** START OF Provided data **

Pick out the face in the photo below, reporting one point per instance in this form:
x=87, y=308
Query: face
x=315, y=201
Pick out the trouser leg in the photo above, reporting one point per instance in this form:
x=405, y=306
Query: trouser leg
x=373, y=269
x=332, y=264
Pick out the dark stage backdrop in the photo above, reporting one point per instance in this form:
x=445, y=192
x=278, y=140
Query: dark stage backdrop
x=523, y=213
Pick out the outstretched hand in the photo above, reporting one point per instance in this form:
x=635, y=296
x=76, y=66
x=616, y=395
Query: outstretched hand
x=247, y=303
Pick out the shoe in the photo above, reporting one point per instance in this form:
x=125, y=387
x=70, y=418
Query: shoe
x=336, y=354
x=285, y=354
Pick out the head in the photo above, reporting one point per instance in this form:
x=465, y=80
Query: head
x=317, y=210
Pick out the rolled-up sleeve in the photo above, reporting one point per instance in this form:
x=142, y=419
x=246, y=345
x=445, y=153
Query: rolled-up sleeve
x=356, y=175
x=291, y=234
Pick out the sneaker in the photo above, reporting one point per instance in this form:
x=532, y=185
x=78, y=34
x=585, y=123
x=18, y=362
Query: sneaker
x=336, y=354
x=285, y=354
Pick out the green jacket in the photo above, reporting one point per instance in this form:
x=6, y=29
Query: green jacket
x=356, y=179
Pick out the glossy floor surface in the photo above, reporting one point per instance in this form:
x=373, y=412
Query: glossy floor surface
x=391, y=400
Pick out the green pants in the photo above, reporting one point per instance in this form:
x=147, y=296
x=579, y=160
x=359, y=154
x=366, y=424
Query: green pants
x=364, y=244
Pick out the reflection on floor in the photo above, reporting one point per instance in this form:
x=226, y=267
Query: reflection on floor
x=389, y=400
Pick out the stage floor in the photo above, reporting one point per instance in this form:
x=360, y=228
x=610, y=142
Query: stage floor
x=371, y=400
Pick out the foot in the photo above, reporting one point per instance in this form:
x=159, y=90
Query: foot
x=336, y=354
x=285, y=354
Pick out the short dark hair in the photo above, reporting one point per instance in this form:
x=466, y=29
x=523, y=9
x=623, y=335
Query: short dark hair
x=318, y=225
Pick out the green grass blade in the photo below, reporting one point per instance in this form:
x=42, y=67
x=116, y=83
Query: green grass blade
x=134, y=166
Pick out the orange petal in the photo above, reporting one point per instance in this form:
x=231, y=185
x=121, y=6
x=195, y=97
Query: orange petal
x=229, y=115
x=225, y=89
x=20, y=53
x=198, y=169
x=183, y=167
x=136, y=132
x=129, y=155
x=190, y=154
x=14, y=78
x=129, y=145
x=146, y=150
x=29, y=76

** END OF Provided data **

### What you are asked to do
Rewrite all of the items above, replacing each "Pick out" with "Mark" and leaving everything else the same.

### Result below
Mark the face in the photo below, reporting one point per instance in this form:
x=87, y=308
Query: face
x=315, y=201
Mark the trouser leg in the photo above, reporting one point per instance in this form:
x=405, y=306
Query: trouser leg
x=373, y=269
x=332, y=264
Mark the dark stage backdrop in the photo above, reporting one point per instance in this form:
x=445, y=192
x=278, y=140
Query: dark stage backdrop
x=523, y=213
Mark the outstretched hand in the photo above, reporting one point per instance in this form:
x=635, y=296
x=76, y=66
x=616, y=395
Query: outstretched hand
x=247, y=303
Mark the shoe in the photo above, reporting one point per instance in this form:
x=125, y=387
x=70, y=418
Query: shoe
x=336, y=354
x=285, y=354
Mark the head in the photo above, reporting one point per instance in this form:
x=465, y=80
Query: head
x=317, y=210
Mark the rolled-up sleeve in the photo above, reporting one point per instance in this form:
x=142, y=419
x=246, y=345
x=445, y=153
Query: rolled-up sleeve
x=356, y=175
x=291, y=234
Mark the sneaker in the photo above, reporting one point per instance in this form:
x=532, y=185
x=78, y=34
x=585, y=123
x=18, y=362
Query: sneaker
x=336, y=354
x=285, y=354
Mark the green jacket in the photo above, reporting one point per instance in this form:
x=6, y=29
Query: green jacket
x=356, y=179
Mark the glossy floor surface in the photo above, reporting one point per instance in this form:
x=373, y=412
Query: glossy floor surface
x=391, y=400
Mark the green pants in the photo above, reporting one point per instance in this form:
x=147, y=296
x=579, y=160
x=359, y=154
x=366, y=424
Query: green pants
x=364, y=244
Mark the reflection on floor in the photo above, reporting one point per instance in this form:
x=226, y=267
Query: reflection on floor
x=389, y=400
Mark the stage floor in the photo above, reporting one point per instance in this form:
x=360, y=228
x=610, y=142
Query: stage floor
x=371, y=400
Mark the foot in the photo above, reporting one point per instance in this form:
x=159, y=90
Query: foot
x=336, y=354
x=285, y=354
Mark the short dark hair in the photo above, reporting one point per instance in this form:
x=466, y=29
x=523, y=9
x=623, y=335
Query: short dark hair
x=318, y=225
Mark the green grass blade in the photo below, reporting one point per instance in this form:
x=42, y=67
x=116, y=83
Query: green grass blade
x=134, y=166
Mark the orange petal in the photo above, reporting one point per instance in this form:
x=231, y=185
x=121, y=6
x=195, y=97
Query: orange petal
x=229, y=115
x=225, y=89
x=20, y=53
x=198, y=169
x=183, y=167
x=136, y=132
x=129, y=155
x=190, y=154
x=14, y=78
x=129, y=145
x=146, y=150
x=29, y=76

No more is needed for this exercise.